_WRITTEN INSTRUCTION_: Identify each line in the records that contains the word "plate", and copy those lines.

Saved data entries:
□ □ □ □

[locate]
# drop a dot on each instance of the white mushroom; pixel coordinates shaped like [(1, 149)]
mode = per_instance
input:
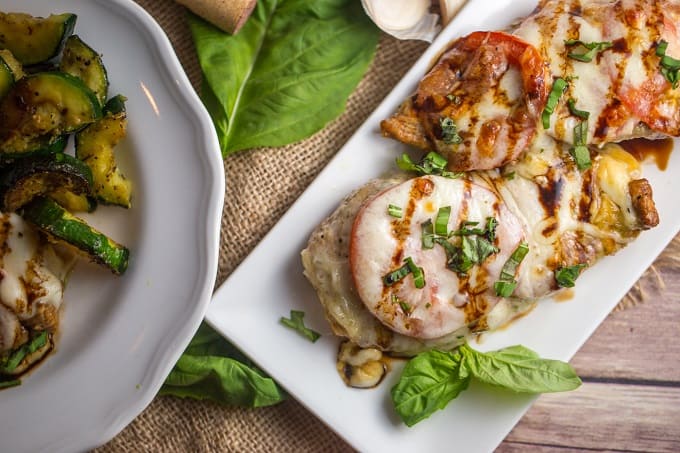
[(360, 367), (449, 8), (404, 19)]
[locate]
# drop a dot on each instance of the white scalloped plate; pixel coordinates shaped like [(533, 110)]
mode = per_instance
[(120, 337), (269, 283)]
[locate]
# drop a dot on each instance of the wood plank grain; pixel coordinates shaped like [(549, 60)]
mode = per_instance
[(638, 343), (611, 417)]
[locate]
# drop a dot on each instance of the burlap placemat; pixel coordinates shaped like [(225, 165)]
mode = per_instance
[(261, 185)]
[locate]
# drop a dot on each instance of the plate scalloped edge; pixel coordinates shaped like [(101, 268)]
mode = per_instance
[(179, 339)]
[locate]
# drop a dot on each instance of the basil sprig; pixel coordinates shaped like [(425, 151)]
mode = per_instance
[(432, 379), (591, 49), (431, 164), (296, 322), (670, 67)]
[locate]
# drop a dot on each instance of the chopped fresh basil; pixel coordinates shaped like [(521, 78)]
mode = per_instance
[(591, 49), (510, 266), (296, 322), (396, 275), (408, 268), (405, 307), (418, 273), (432, 379), (571, 103), (431, 164), (506, 284), (395, 211), (559, 85), (491, 224), (472, 250), (453, 98), (503, 288), (476, 245), (670, 67), (427, 234), (441, 223), (450, 134), (566, 276), (580, 151)]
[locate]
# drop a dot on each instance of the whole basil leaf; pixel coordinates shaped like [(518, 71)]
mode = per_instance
[(518, 368), (428, 383), (212, 368), (287, 73)]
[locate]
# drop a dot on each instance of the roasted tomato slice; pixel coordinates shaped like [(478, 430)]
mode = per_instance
[(479, 104)]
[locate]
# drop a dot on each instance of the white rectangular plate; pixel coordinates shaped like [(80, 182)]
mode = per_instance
[(269, 283)]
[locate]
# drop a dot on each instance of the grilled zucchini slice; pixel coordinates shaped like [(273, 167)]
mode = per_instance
[(6, 77), (35, 39), (80, 60), (95, 146), (31, 177), (72, 201), (47, 103), (60, 224), (10, 71)]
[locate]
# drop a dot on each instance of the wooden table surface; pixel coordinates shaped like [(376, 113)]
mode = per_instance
[(630, 367)]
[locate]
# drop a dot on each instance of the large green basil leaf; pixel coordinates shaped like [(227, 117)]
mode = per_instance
[(286, 73), (428, 383), (211, 368), (520, 369)]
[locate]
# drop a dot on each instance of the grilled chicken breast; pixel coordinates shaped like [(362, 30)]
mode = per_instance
[(585, 72), (608, 52), (31, 283), (406, 265)]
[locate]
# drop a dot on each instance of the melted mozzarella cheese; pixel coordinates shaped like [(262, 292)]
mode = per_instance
[(31, 287)]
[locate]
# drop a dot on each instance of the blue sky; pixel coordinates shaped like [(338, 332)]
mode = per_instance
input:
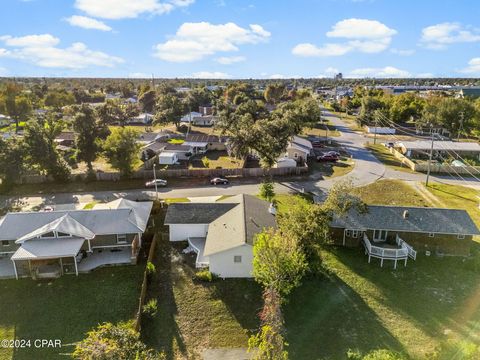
[(240, 38)]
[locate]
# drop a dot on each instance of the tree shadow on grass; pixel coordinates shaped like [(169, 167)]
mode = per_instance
[(162, 332), (325, 317), (441, 287)]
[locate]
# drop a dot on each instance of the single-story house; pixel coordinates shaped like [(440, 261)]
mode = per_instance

□ □ □ □

_WORKED ANSWER_:
# drop a dot on each instance of the white scalloped plate; pixel coordinates shaped like [(533, 110)]
# drop a dot on each instance of the plate scalloped edge; pixel coordinates shaped like [(101, 268)]
# drop a dot on each instance of the white rectangular plate; pixel coordinates shaped like [(80, 182)]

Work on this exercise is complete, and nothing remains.